(TEXTO FORNECIDO)
------------------------------

No domingo, também o BE reiterou que irá votar contra – embora condicionando essa decisão à manutenção por parte do Governo da recusa em ir mais além na negociação das nove medidas reivindicadas por este partido – o Orçamento para 2022 na generalidade, como tinha feito em relação ao Orçamento para 2021.
O Governo, através do secretário de Estado dos Assuntos Parlamentares, Duarte Cordeiro, disse entender como definitiva a posição transmitida pela coordenadora do BE, Catarina Martins.
Deixando claro que em caso de chumbo do Orçamento avançará de imediato com o processo de dissolução do parlamento e de convocação de eleições legislativas antecipadas, o Presidente da República reiterou, no entanto, a mensagem de esperança num entendimento ao momento da votação na generalidade.
Marcelo Rebelo de Sousa prometeu que irá "ver o que se passa, serenamente, com bom senso" e tentar "perceber qual é o estado de espírito dos diversos protagonistas e ver se é possível de alguma forma encontrar o número de deputados para viabilizar o Orçamento".
O chefe de Estado realçou que esta é uma conjuntura de saída da crise provocada pela pandemia de covid-19 e defendeu que "as pessoas têm de pensar que há mais vida além da semana que vem e do curtíssimo prazo".
"Portanto, vamos ponderar", apelou.
A proposta do Governo de Orçamento do Estado para 2022 tem assegurados apenas votos a favor dos 108 deputados do PS e abstenções, hoje anunciadas, dos três deputados do PAN e das duas deputadas não inscritas, Cristina Rodrigues e Joacine Katar Moreira.
O PEV, que tem dois deputados eleitos em coligação com o PCP, ainda não anunciou o seu sentido de voto na generalidade, mas que, mantendo-se as restantes votações anunciadas, não terá influência no resultado.
O Presidente da República avisou logo em 13 de outubro, depois de PCP e BE acenarem com o voto contra o Orçamento para 2022 já na generalidade, que um chumbo do documento "muito provavelmente" conduziria a eleições legislativas antecipadas, que estimou que se realizariam em janeiro.

------------------------------

(EXTRATO DE DADOS)
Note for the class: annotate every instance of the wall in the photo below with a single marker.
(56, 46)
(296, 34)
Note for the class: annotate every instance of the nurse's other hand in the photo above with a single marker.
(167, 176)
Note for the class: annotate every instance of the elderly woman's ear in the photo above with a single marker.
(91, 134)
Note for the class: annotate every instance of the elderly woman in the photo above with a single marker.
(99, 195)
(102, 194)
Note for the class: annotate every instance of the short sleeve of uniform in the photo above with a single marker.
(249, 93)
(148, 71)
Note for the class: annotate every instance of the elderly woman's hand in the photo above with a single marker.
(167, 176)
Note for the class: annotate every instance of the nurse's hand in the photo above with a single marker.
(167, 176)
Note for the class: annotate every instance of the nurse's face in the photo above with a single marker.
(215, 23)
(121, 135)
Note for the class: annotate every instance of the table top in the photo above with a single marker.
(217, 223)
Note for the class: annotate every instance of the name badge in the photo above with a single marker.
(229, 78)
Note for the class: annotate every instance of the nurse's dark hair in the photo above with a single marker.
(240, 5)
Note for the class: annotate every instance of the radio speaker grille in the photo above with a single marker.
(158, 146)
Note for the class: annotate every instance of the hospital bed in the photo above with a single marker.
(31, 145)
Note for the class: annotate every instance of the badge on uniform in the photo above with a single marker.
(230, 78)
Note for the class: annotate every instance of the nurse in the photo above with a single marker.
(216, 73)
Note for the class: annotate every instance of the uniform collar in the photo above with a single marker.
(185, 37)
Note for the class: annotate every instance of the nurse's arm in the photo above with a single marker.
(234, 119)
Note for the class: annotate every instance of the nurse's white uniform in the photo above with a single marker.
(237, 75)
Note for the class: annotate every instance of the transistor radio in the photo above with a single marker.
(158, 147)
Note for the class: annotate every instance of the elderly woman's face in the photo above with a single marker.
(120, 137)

------------------------------

Transcreva, sem qualquer alteração, o trecho do texto sobre o Orçamento do Estado para 2022 que começa nas palavras "No domingo, também" e termina em "Orçamento para 2021.".

No domingo, também o BE reiterou que irá votar contra – embora condicionando essa decisão à manutenção por parte do Governo da recusa em ir mais além na negociação das nove medidas reivindicadas por este partido – o Orçamento para 2022 na generalidade, como tinha feito em relação ao Orçamento para 2021.